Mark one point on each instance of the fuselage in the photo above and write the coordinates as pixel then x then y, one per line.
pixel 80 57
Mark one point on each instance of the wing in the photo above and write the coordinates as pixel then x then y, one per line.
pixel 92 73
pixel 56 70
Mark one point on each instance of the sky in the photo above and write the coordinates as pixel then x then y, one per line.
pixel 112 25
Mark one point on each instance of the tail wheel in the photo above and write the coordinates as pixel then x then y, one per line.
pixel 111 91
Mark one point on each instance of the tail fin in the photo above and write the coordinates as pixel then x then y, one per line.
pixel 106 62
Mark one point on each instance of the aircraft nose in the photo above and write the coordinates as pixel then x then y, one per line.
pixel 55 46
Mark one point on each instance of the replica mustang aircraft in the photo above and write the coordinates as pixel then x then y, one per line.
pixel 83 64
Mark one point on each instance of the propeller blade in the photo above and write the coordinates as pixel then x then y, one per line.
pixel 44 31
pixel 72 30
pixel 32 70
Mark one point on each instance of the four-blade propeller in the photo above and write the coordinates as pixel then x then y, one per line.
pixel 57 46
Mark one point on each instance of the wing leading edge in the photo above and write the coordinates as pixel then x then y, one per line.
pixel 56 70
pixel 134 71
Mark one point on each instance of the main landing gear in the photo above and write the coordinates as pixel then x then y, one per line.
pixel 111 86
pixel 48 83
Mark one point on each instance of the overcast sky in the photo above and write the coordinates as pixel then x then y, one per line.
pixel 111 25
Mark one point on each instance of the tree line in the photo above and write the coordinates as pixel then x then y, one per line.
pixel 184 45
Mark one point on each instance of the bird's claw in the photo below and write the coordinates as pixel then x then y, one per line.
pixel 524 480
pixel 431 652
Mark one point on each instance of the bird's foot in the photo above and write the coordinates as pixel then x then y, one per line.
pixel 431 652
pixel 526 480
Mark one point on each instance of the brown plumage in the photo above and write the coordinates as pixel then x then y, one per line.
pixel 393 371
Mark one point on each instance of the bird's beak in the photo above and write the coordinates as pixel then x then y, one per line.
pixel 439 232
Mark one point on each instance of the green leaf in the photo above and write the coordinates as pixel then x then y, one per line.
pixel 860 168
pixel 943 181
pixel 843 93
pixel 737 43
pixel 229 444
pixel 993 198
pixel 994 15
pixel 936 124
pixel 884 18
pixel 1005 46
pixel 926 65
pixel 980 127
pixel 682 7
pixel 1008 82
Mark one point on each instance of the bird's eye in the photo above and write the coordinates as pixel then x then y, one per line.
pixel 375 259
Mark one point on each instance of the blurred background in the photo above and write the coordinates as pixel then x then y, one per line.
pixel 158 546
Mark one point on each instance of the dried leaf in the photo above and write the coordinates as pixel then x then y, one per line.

Description of the task:
Can you retype all of the material above line for line, leaving every word and number unchanged?

The completed task:
Mark one point on each instance of the fuselage in the photo above and write the coordinates as pixel then x then y, one per line.
pixel 80 57
Mark one point on each instance of the wing in the photo above and write the coordinates as pixel then x then y, one per line.
pixel 92 73
pixel 56 70
Mark one point on each instance of the sky in the photo above and write the coordinates as pixel then x then y, one per line.
pixel 112 25
Mark one point on each instance of the tail wheel in the photo above and write the coordinates as pixel then x then y, one per line.
pixel 111 91
Mark one point on each instance of the tail fin in the photo above and write the coordinates as pixel then x then y, one per line.
pixel 106 62
Mark one point on each instance of the aircraft nose in the photo above and write the coordinates as pixel then x then y, one per line.
pixel 55 46
Mark one point on each instance of the replica mustang aircraft in the photo above and write the coordinates as pixel then x then y, one per line.
pixel 83 64
Mark one point on each instance of the propeller blade in the photo above and write the coordinates as pixel then x then y, one per line.
pixel 44 31
pixel 72 30
pixel 32 70
Mark one point on each instance of the four-blade propeller in the photo above and write the coordinates as pixel then x then y, one per line.
pixel 57 46
Mark one point on each instance of the wing leading edge in the photo above and write the coordinates as pixel then x then y, one per line.
pixel 56 70
pixel 134 71
Mark one point on each instance of the main landing gear in the photo above and write the coordinates as pixel then x then y, one per line.
pixel 111 86
pixel 48 83
Mark one point on each instance of the overcast sky in the photo above and write the coordinates as pixel then x then y, one per line.
pixel 111 25
Mark one point on each instance of the tree line in the photo above and write the coordinates as pixel then x then y, one per line.
pixel 184 45
Mark one point on each instance of the bird's claw in the photo below and write the coordinates as pixel then x then y, one per line.
pixel 524 480
pixel 431 652
Mark one point on each instance of the bird's foot in the photo above and write the coordinates as pixel then x then y, one per line.
pixel 431 652
pixel 526 480
Mark one point on each instance of the brown plumage in the photo above and write the coordinates as pixel then x then y, one per line.
pixel 393 371
Mark one point on each instance of the bird's beak in the photo above and write the coordinates as pixel then x then y, one per line.
pixel 439 232
Mark one point on each instance of the green leaf in the photo above and write the coordinates as pixel then x then y, one per line.
pixel 860 168
pixel 943 181
pixel 843 93
pixel 737 43
pixel 229 444
pixel 993 198
pixel 994 15
pixel 936 124
pixel 884 18
pixel 1005 46
pixel 926 65
pixel 980 127
pixel 682 7
pixel 1008 82
Mark one point on each instance of the bird's eye in the photo above and write the coordinates as pixel then x then y, one per line.
pixel 375 259
Mark one point on each instance of the blurred background in the photo above and write the coordinates as pixel then x then y, one per line.
pixel 158 546
Mark one point on each instance of the dried leaf in the photo above and write the coordinates as pixel then x then y, one per line.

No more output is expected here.